== Information given ==

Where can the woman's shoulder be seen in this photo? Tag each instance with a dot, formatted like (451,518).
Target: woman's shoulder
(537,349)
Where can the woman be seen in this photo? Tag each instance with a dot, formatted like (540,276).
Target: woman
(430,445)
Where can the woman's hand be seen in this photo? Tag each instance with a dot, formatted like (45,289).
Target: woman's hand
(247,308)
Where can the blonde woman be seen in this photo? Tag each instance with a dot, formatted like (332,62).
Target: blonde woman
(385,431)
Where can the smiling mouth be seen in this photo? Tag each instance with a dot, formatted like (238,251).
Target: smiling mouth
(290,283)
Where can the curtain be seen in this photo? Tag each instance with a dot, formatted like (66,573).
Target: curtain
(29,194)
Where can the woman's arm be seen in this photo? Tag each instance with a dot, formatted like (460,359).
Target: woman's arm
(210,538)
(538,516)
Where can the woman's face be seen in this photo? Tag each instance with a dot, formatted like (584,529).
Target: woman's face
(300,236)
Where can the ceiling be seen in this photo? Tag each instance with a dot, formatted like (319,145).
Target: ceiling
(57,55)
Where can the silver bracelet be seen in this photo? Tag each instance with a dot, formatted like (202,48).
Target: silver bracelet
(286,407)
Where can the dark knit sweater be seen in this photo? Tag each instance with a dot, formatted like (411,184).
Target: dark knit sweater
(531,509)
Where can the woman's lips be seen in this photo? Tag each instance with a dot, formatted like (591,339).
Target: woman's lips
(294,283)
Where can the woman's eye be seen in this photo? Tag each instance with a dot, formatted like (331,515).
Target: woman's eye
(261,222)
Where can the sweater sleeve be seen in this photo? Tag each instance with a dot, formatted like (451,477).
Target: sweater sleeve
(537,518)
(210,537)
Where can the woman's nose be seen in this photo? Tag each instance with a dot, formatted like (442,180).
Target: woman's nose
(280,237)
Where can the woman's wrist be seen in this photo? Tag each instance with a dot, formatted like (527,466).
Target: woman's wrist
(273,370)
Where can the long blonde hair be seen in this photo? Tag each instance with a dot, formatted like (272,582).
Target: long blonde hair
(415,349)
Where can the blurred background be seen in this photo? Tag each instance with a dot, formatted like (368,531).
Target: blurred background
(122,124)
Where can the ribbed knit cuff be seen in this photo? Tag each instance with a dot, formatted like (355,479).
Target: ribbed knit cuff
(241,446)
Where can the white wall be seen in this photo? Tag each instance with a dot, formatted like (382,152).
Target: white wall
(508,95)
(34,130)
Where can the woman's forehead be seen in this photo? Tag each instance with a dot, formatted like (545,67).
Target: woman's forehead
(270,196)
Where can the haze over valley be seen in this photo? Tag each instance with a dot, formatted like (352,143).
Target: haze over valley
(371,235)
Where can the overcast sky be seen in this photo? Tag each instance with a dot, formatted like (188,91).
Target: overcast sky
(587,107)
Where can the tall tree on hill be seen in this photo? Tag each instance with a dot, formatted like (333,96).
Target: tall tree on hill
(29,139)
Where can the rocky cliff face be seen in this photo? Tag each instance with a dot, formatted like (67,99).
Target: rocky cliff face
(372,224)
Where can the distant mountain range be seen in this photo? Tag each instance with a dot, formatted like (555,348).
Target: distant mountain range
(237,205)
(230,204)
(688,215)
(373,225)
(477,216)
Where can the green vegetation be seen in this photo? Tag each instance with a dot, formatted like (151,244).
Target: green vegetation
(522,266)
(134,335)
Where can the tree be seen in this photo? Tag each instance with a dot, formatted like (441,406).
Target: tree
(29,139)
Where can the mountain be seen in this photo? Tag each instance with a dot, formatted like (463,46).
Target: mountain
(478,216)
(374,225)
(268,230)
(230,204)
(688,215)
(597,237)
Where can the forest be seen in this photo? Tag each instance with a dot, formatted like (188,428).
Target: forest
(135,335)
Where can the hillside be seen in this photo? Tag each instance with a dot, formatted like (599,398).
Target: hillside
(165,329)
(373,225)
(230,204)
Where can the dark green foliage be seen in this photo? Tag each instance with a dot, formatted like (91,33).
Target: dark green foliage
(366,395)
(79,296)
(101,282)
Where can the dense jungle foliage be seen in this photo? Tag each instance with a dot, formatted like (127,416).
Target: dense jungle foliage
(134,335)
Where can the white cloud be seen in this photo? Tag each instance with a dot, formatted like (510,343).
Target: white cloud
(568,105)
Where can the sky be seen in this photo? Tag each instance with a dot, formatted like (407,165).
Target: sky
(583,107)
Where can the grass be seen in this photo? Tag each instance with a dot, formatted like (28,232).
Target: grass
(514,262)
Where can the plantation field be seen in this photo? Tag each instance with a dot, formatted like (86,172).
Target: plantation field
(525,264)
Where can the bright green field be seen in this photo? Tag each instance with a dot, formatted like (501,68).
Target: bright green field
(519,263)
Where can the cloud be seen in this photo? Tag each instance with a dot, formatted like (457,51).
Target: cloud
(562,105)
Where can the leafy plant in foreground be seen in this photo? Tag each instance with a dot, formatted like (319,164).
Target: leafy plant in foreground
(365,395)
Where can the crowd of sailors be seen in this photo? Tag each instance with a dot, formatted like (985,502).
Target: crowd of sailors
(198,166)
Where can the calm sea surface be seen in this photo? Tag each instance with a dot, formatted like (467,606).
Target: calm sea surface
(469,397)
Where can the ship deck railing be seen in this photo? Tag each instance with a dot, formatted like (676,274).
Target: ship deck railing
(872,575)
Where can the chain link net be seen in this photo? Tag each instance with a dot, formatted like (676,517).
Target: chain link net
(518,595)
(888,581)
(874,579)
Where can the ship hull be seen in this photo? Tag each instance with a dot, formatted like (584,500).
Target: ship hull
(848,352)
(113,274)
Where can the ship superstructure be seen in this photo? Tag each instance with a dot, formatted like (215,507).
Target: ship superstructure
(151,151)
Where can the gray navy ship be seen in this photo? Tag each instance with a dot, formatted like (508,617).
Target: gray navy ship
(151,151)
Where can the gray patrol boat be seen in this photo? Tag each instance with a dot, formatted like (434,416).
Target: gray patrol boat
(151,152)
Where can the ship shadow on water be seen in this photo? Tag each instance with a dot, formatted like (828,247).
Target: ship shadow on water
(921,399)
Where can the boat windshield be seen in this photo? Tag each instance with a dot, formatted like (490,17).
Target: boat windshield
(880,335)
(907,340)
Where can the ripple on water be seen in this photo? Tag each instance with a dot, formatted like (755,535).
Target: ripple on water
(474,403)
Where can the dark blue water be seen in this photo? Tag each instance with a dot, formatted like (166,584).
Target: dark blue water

===

Exercise goal: Nothing but a number is expected here: say how many lines in the material hold "blue".

Exercise solution: 2